WORK REQUIRED » Please transcribe the data below exactly. Leave the pictures out.

Detection annotation records
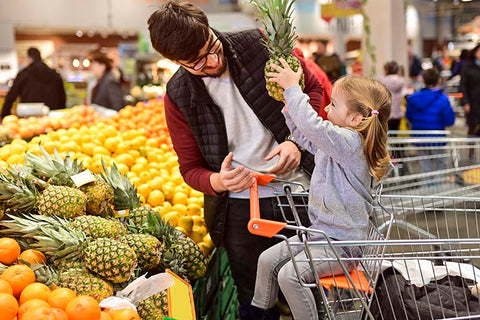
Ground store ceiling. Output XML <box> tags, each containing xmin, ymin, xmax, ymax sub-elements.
<box><xmin>412</xmin><ymin>0</ymin><xmax>480</xmax><ymax>22</ymax></box>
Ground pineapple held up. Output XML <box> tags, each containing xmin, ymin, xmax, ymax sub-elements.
<box><xmin>250</xmin><ymin>0</ymin><xmax>305</xmax><ymax>101</ymax></box>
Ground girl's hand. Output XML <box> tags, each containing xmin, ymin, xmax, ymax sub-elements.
<box><xmin>267</xmin><ymin>58</ymin><xmax>302</xmax><ymax>89</ymax></box>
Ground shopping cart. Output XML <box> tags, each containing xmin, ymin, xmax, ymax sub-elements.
<box><xmin>383</xmin><ymin>131</ymin><xmax>480</xmax><ymax>196</ymax></box>
<box><xmin>369</xmin><ymin>195</ymin><xmax>480</xmax><ymax>320</ymax></box>
<box><xmin>248</xmin><ymin>175</ymin><xmax>393</xmax><ymax>319</ymax></box>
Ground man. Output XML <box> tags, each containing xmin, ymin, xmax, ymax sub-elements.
<box><xmin>2</xmin><ymin>48</ymin><xmax>66</xmax><ymax>118</ymax></box>
<box><xmin>148</xmin><ymin>1</ymin><xmax>325</xmax><ymax>319</ymax></box>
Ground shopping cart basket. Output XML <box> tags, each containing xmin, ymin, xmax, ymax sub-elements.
<box><xmin>369</xmin><ymin>195</ymin><xmax>480</xmax><ymax>320</ymax></box>
<box><xmin>248</xmin><ymin>175</ymin><xmax>393</xmax><ymax>319</ymax></box>
<box><xmin>383</xmin><ymin>136</ymin><xmax>480</xmax><ymax>196</ymax></box>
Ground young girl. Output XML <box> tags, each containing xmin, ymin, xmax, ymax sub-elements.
<box><xmin>251</xmin><ymin>59</ymin><xmax>391</xmax><ymax>320</ymax></box>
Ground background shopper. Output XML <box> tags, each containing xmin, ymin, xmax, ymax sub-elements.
<box><xmin>378</xmin><ymin>61</ymin><xmax>405</xmax><ymax>130</ymax></box>
<box><xmin>460</xmin><ymin>45</ymin><xmax>480</xmax><ymax>136</ymax></box>
<box><xmin>90</xmin><ymin>53</ymin><xmax>125</xmax><ymax>110</ymax></box>
<box><xmin>2</xmin><ymin>47</ymin><xmax>66</xmax><ymax>118</ymax></box>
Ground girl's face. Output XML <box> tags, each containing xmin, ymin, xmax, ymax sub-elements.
<box><xmin>325</xmin><ymin>86</ymin><xmax>362</xmax><ymax>127</ymax></box>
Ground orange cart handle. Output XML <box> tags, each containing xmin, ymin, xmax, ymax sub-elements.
<box><xmin>248</xmin><ymin>173</ymin><xmax>287</xmax><ymax>238</ymax></box>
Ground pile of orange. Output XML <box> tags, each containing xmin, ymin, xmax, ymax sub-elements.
<box><xmin>103</xmin><ymin>99</ymin><xmax>171</xmax><ymax>144</ymax></box>
<box><xmin>0</xmin><ymin>238</ymin><xmax>140</xmax><ymax>320</ymax></box>
<box><xmin>2</xmin><ymin>106</ymin><xmax>100</xmax><ymax>139</ymax></box>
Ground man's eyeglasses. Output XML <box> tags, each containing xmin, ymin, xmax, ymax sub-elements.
<box><xmin>180</xmin><ymin>38</ymin><xmax>221</xmax><ymax>71</ymax></box>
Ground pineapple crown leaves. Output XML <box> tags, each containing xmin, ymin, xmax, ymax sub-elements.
<box><xmin>142</xmin><ymin>212</ymin><xmax>178</xmax><ymax>250</ymax></box>
<box><xmin>0</xmin><ymin>214</ymin><xmax>86</xmax><ymax>259</ymax></box>
<box><xmin>0</xmin><ymin>167</ymin><xmax>38</xmax><ymax>212</ymax></box>
<box><xmin>25</xmin><ymin>145</ymin><xmax>84</xmax><ymax>187</ymax></box>
<box><xmin>100</xmin><ymin>159</ymin><xmax>141</xmax><ymax>210</ymax></box>
<box><xmin>250</xmin><ymin>0</ymin><xmax>297</xmax><ymax>57</ymax></box>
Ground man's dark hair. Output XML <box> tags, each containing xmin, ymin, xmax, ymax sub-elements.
<box><xmin>422</xmin><ymin>68</ymin><xmax>440</xmax><ymax>87</ymax></box>
<box><xmin>470</xmin><ymin>44</ymin><xmax>480</xmax><ymax>61</ymax></box>
<box><xmin>148</xmin><ymin>1</ymin><xmax>210</xmax><ymax>60</ymax></box>
<box><xmin>27</xmin><ymin>47</ymin><xmax>42</xmax><ymax>62</ymax></box>
<box><xmin>90</xmin><ymin>52</ymin><xmax>113</xmax><ymax>72</ymax></box>
<box><xmin>383</xmin><ymin>61</ymin><xmax>400</xmax><ymax>75</ymax></box>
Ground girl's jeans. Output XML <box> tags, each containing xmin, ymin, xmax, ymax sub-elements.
<box><xmin>252</xmin><ymin>236</ymin><xmax>358</xmax><ymax>320</ymax></box>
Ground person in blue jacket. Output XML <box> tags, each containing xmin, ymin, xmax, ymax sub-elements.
<box><xmin>406</xmin><ymin>68</ymin><xmax>455</xmax><ymax>172</ymax></box>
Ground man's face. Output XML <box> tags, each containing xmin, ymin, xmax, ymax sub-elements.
<box><xmin>174</xmin><ymin>32</ymin><xmax>227</xmax><ymax>78</ymax></box>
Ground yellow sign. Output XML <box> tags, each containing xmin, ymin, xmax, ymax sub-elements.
<box><xmin>166</xmin><ymin>269</ymin><xmax>196</xmax><ymax>320</ymax></box>
<box><xmin>321</xmin><ymin>3</ymin><xmax>362</xmax><ymax>21</ymax></box>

THE RESULT »
Ground store ceiling. Output XML <box> tags, each containing xmin, ymin, xmax, ymax sub-elements.
<box><xmin>412</xmin><ymin>0</ymin><xmax>480</xmax><ymax>22</ymax></box>
Ground pineapple held up. Output XML <box> tags, each containing xmin, ymin, xmax, ymax sub-elements.
<box><xmin>250</xmin><ymin>0</ymin><xmax>305</xmax><ymax>101</ymax></box>
Ground girl's hand. Output XML <box> tags, each containing xmin, ymin, xmax, ymax sub-elements.
<box><xmin>267</xmin><ymin>58</ymin><xmax>302</xmax><ymax>89</ymax></box>
Ground shopping cart. Output XML <box> tags, each containing xmin, ymin, xmax, ymax sub-elements.
<box><xmin>383</xmin><ymin>131</ymin><xmax>480</xmax><ymax>196</ymax></box>
<box><xmin>369</xmin><ymin>195</ymin><xmax>480</xmax><ymax>320</ymax></box>
<box><xmin>248</xmin><ymin>175</ymin><xmax>393</xmax><ymax>319</ymax></box>
Ground man. Output XML <box> tags, each containing xmin, ymin, xmax, ymax sub-elements.
<box><xmin>2</xmin><ymin>48</ymin><xmax>66</xmax><ymax>118</ymax></box>
<box><xmin>148</xmin><ymin>1</ymin><xmax>325</xmax><ymax>319</ymax></box>
Ground shopping cart basket. Output XML <box> tags, each containing xmin, ymin, xmax, ymax sub-elements.
<box><xmin>369</xmin><ymin>195</ymin><xmax>480</xmax><ymax>320</ymax></box>
<box><xmin>248</xmin><ymin>175</ymin><xmax>393</xmax><ymax>319</ymax></box>
<box><xmin>383</xmin><ymin>136</ymin><xmax>480</xmax><ymax>196</ymax></box>
Ground young girl. Output XML <box> tags, each containing xmin, ymin, xmax, ymax sub-elements.
<box><xmin>251</xmin><ymin>59</ymin><xmax>391</xmax><ymax>320</ymax></box>
Ground background shopper. Output XML <box> tags, each containing xmin, ymin, xmax, ymax sub-elements.
<box><xmin>378</xmin><ymin>61</ymin><xmax>405</xmax><ymax>130</ymax></box>
<box><xmin>460</xmin><ymin>45</ymin><xmax>480</xmax><ymax>136</ymax></box>
<box><xmin>90</xmin><ymin>53</ymin><xmax>125</xmax><ymax>110</ymax></box>
<box><xmin>2</xmin><ymin>47</ymin><xmax>66</xmax><ymax>118</ymax></box>
Ground girl's face. Output XML <box> tags, each containing xmin, ymin, xmax, ymax sub-elements.
<box><xmin>325</xmin><ymin>86</ymin><xmax>362</xmax><ymax>127</ymax></box>
Ground orange cart handle. Output XML <box> tags, each containing xmin, ymin, xmax, ymax sub-elements.
<box><xmin>248</xmin><ymin>173</ymin><xmax>287</xmax><ymax>238</ymax></box>
Ground pile of orange. Output XML <box> tags, each containing xmin, ymin, xmax, ymax sub-elements.
<box><xmin>103</xmin><ymin>99</ymin><xmax>171</xmax><ymax>144</ymax></box>
<box><xmin>0</xmin><ymin>238</ymin><xmax>140</xmax><ymax>320</ymax></box>
<box><xmin>2</xmin><ymin>106</ymin><xmax>100</xmax><ymax>139</ymax></box>
Ground man's eyeglasses. Output XML <box> tags, each containing xmin, ymin, xmax, ymax sub-elements.
<box><xmin>180</xmin><ymin>38</ymin><xmax>221</xmax><ymax>71</ymax></box>
Ground pineapple crown leaves. Output XML <box> tags, each containing xmin, ymin, xmax, ymax sub-elements.
<box><xmin>142</xmin><ymin>212</ymin><xmax>178</xmax><ymax>250</ymax></box>
<box><xmin>0</xmin><ymin>214</ymin><xmax>86</xmax><ymax>259</ymax></box>
<box><xmin>0</xmin><ymin>167</ymin><xmax>38</xmax><ymax>212</ymax></box>
<box><xmin>25</xmin><ymin>145</ymin><xmax>84</xmax><ymax>187</ymax></box>
<box><xmin>100</xmin><ymin>159</ymin><xmax>141</xmax><ymax>210</ymax></box>
<box><xmin>250</xmin><ymin>0</ymin><xmax>297</xmax><ymax>57</ymax></box>
Ground man's dark hair. Output XML <box> tags, each containing xmin, ymin, xmax, ymax sub-elements.
<box><xmin>422</xmin><ymin>68</ymin><xmax>440</xmax><ymax>87</ymax></box>
<box><xmin>470</xmin><ymin>44</ymin><xmax>480</xmax><ymax>61</ymax></box>
<box><xmin>148</xmin><ymin>1</ymin><xmax>210</xmax><ymax>60</ymax></box>
<box><xmin>27</xmin><ymin>47</ymin><xmax>42</xmax><ymax>62</ymax></box>
<box><xmin>90</xmin><ymin>52</ymin><xmax>113</xmax><ymax>72</ymax></box>
<box><xmin>383</xmin><ymin>61</ymin><xmax>400</xmax><ymax>75</ymax></box>
Ground girl's jeans. Output XML <box> tags, each containing xmin, ymin, xmax, ymax sub-elements.
<box><xmin>252</xmin><ymin>236</ymin><xmax>358</xmax><ymax>320</ymax></box>
Ground person in blue jacket. Output XML <box> tags, each containing xmin, ymin, xmax, ymax sub-elements.
<box><xmin>406</xmin><ymin>68</ymin><xmax>455</xmax><ymax>172</ymax></box>
Ground man's face. Output XML <box> tags, each containing xmin, ymin, xmax, ymax sub-elements.
<box><xmin>174</xmin><ymin>32</ymin><xmax>227</xmax><ymax>78</ymax></box>
Ground yellow sign. Output XML <box> tags, each containing xmin, ymin, xmax, ymax sub-elements.
<box><xmin>166</xmin><ymin>269</ymin><xmax>196</xmax><ymax>320</ymax></box>
<box><xmin>321</xmin><ymin>3</ymin><xmax>362</xmax><ymax>21</ymax></box>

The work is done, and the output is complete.